··· ENTRIES SHOWN ···
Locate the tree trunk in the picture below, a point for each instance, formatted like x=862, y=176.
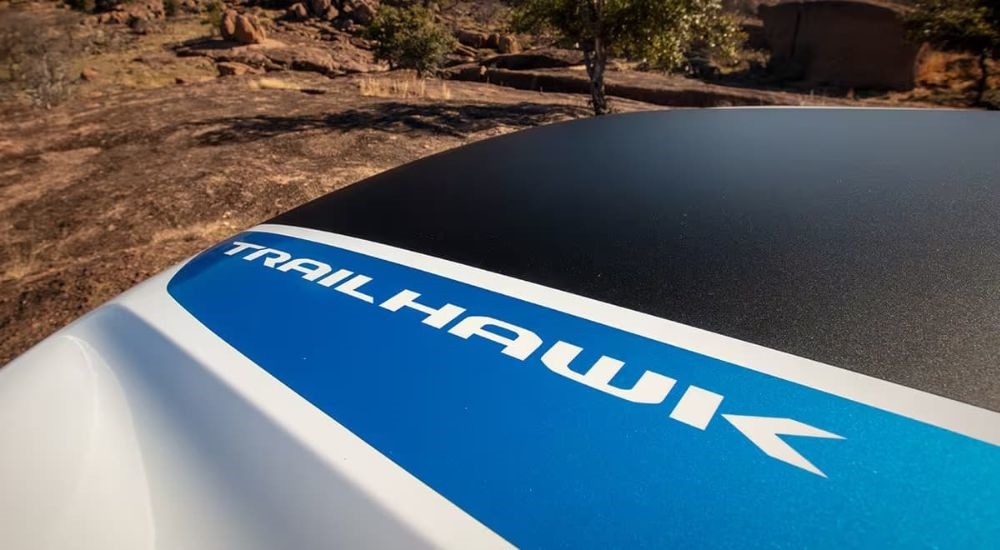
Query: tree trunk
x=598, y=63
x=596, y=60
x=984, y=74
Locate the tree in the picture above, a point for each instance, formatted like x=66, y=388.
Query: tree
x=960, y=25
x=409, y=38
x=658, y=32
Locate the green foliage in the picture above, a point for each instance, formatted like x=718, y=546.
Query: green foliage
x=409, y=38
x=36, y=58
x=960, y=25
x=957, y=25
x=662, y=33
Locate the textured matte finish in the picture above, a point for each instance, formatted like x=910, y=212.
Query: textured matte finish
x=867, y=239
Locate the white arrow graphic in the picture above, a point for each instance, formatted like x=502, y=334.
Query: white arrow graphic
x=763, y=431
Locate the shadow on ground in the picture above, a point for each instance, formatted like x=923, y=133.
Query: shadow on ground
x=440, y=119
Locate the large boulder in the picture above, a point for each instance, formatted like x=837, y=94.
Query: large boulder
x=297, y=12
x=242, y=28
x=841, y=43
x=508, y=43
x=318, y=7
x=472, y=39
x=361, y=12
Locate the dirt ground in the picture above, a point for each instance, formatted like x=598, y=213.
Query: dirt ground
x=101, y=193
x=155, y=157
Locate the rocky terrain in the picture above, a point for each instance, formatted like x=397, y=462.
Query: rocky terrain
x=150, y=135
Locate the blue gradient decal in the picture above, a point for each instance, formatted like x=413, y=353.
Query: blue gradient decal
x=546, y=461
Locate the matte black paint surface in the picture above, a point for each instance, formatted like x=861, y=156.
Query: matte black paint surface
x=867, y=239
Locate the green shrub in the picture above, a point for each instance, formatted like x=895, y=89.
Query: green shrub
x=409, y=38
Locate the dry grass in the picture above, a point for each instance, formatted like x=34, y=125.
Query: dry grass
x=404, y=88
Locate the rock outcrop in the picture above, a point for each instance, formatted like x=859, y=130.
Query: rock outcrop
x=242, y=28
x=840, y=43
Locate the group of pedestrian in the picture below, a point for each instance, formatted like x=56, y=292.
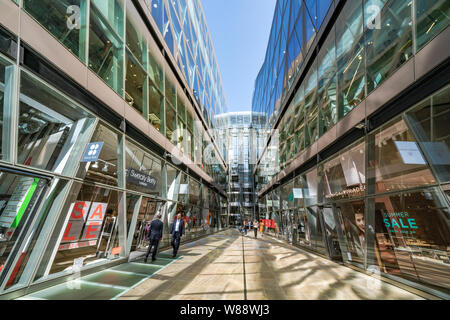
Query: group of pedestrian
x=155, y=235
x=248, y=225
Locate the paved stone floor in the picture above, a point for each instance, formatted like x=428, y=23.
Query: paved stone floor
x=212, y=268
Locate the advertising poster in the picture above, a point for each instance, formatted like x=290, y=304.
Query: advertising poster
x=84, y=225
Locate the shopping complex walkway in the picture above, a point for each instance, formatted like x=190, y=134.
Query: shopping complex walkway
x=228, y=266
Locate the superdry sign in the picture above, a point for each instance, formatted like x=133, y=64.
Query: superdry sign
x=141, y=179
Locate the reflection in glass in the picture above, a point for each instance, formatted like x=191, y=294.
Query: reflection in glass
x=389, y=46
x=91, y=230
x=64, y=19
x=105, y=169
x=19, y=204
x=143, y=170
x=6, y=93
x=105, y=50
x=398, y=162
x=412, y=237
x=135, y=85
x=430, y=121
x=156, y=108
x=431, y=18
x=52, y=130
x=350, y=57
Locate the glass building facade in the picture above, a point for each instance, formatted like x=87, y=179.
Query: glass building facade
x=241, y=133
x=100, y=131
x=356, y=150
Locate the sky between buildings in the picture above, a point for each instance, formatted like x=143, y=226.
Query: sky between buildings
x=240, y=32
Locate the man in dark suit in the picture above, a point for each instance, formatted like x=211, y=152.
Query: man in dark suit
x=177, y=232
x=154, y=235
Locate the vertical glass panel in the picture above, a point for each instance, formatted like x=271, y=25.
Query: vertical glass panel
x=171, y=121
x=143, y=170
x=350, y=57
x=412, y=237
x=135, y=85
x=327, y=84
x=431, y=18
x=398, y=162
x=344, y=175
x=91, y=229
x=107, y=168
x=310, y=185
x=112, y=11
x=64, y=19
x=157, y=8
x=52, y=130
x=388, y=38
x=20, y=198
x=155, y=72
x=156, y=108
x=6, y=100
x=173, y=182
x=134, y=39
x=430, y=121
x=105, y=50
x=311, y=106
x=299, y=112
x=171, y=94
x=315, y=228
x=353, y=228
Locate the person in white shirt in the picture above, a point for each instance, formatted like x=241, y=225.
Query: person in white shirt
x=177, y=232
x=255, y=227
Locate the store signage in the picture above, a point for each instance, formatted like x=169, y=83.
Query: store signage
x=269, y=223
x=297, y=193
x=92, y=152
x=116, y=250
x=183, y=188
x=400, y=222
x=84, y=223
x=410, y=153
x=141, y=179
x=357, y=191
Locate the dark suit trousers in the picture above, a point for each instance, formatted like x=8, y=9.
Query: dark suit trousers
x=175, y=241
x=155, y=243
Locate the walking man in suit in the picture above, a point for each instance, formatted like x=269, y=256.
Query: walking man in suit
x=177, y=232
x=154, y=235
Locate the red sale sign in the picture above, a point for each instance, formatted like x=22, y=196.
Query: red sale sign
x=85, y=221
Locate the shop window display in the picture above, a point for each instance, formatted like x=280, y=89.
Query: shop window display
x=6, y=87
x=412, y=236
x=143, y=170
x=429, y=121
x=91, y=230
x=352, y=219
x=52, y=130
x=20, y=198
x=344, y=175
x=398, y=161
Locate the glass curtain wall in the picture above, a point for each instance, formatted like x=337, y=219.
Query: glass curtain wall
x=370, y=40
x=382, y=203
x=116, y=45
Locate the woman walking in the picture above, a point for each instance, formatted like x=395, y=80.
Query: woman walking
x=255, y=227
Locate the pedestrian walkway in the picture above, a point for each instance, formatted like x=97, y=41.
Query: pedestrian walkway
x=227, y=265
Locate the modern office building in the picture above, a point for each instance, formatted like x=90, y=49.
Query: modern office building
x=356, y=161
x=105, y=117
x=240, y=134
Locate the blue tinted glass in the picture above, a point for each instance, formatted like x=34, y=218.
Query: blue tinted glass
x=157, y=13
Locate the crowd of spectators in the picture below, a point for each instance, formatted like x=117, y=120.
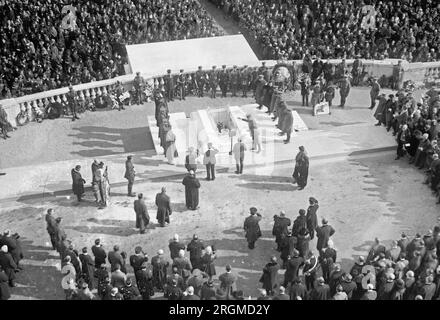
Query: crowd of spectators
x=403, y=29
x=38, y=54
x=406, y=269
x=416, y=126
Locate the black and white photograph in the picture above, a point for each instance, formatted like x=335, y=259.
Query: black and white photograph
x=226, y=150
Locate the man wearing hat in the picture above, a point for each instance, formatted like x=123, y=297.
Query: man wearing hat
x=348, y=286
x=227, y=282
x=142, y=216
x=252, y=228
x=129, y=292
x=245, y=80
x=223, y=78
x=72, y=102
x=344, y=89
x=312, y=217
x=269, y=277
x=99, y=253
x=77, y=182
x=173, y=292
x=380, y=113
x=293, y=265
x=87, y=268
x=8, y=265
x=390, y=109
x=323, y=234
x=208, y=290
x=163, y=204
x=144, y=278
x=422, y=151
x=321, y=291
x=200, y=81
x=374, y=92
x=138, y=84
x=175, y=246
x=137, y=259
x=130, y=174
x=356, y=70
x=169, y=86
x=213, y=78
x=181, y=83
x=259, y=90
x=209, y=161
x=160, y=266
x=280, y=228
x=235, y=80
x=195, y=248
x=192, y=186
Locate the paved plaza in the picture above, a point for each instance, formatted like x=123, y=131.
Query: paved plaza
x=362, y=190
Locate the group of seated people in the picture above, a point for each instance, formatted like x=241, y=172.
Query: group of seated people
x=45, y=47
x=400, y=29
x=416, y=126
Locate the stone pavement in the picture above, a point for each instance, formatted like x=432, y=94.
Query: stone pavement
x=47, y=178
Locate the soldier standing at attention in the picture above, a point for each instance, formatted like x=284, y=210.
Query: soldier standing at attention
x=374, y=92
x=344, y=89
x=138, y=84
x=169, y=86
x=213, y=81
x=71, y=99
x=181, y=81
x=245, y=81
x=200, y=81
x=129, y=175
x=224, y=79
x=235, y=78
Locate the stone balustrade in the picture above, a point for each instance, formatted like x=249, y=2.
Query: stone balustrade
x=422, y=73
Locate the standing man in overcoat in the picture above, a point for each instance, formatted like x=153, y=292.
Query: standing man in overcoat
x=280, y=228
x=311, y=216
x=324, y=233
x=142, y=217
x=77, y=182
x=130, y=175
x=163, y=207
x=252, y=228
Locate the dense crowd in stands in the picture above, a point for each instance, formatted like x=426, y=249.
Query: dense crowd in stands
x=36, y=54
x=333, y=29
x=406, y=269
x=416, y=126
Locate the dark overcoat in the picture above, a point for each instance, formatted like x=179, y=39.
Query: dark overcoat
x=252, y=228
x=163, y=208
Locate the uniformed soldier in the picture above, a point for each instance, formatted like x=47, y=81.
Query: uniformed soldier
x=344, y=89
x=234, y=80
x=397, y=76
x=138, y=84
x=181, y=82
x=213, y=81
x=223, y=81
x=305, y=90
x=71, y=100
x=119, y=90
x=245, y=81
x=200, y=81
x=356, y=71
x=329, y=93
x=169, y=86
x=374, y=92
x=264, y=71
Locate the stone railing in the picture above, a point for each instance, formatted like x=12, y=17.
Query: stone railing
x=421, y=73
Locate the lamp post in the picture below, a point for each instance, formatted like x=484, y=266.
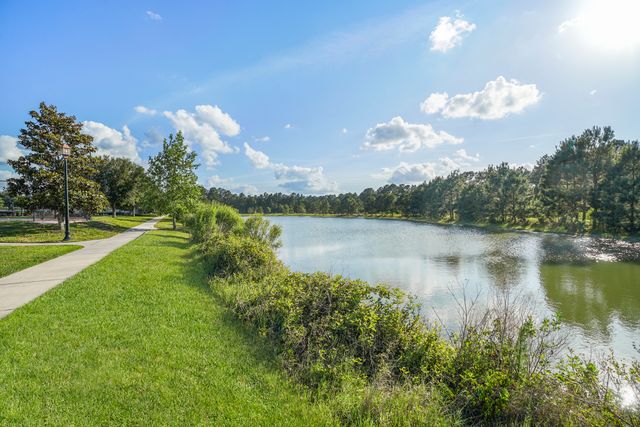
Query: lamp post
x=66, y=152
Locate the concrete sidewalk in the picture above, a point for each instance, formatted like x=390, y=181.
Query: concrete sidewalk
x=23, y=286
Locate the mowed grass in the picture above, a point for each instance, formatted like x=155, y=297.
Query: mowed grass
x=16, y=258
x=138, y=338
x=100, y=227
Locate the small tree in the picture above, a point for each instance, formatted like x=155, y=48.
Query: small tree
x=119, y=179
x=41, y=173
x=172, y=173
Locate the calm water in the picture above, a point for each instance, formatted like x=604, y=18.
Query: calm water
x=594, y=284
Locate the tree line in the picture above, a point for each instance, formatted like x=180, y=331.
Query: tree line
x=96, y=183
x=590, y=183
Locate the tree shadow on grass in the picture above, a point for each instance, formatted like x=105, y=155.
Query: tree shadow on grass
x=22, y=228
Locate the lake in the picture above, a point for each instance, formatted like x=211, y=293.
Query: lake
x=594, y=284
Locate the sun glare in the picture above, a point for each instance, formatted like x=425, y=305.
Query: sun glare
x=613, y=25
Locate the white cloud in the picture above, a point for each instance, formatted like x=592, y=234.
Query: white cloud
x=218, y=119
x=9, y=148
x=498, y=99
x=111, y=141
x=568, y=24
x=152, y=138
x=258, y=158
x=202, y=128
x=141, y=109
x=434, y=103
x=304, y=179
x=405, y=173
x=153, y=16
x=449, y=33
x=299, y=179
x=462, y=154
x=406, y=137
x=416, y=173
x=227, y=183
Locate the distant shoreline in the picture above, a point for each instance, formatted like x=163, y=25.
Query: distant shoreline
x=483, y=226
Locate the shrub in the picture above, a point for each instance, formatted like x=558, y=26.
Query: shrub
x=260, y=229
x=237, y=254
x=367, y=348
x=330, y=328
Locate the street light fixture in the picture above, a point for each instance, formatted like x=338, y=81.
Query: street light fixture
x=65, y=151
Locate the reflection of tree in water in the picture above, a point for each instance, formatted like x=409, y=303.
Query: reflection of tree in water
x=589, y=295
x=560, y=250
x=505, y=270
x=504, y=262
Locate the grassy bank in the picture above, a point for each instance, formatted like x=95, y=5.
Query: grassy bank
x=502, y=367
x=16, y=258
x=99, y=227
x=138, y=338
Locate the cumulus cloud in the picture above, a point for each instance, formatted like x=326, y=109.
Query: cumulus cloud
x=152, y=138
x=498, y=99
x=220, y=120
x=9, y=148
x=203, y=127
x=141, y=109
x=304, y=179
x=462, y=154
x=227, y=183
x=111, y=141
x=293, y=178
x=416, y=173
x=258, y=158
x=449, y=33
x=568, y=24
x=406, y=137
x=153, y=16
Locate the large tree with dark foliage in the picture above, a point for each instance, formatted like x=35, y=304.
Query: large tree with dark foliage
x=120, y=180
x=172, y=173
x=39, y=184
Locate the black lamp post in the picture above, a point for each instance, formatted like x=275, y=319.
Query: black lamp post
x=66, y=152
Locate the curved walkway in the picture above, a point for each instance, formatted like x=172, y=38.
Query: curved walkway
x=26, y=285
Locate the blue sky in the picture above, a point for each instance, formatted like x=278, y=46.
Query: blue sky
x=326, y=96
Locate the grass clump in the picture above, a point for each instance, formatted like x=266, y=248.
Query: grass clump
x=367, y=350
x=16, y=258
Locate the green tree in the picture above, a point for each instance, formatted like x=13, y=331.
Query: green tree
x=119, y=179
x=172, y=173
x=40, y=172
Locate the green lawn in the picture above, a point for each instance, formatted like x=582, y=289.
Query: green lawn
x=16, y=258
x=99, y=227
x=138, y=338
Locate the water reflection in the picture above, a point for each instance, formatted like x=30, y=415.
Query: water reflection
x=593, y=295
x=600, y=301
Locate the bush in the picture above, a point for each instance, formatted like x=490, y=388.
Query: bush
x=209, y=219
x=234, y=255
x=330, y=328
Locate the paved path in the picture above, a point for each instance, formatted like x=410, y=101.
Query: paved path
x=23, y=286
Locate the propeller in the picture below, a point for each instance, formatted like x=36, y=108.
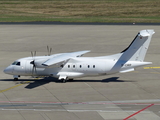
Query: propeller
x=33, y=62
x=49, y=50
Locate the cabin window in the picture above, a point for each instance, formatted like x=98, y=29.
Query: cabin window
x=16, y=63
···
• **WHAT IS EXPECTED**
No pictures belong in the copy; quote exactly the lines from the line containing "Locate the green tree" through the final line of the material, both ends included.

• **COMPLETE RESPONSE**
Locate the green tree in the picture above, a point for each instance, formatted like x=13, y=331.
Query: green tree
x=119, y=179
x=172, y=173
x=40, y=172
Locate the green lawn in the picture above, a point for each instance, formatted like x=582, y=289.
Query: green lawn
x=16, y=258
x=99, y=227
x=138, y=338
Locate the water reflection in the picture above, a point for each instance, formatted like x=30, y=415.
Query: water reflection
x=593, y=295
x=600, y=301
Locate the bush in the picture above, a point for each instance, formatted like x=490, y=388.
Query: bush
x=209, y=219
x=234, y=255
x=330, y=328
Locate the paved path in the picture above, a point for each instance, formatted like x=410, y=101.
Query: paved path
x=23, y=286
Locate the propeller in the picture below, a point for each instance, formatted like x=36, y=108.
Query: propeller
x=33, y=62
x=49, y=50
Locate the cabin window in the picture above, a point for each instance, formatted like x=98, y=29.
Query: cabin window
x=16, y=63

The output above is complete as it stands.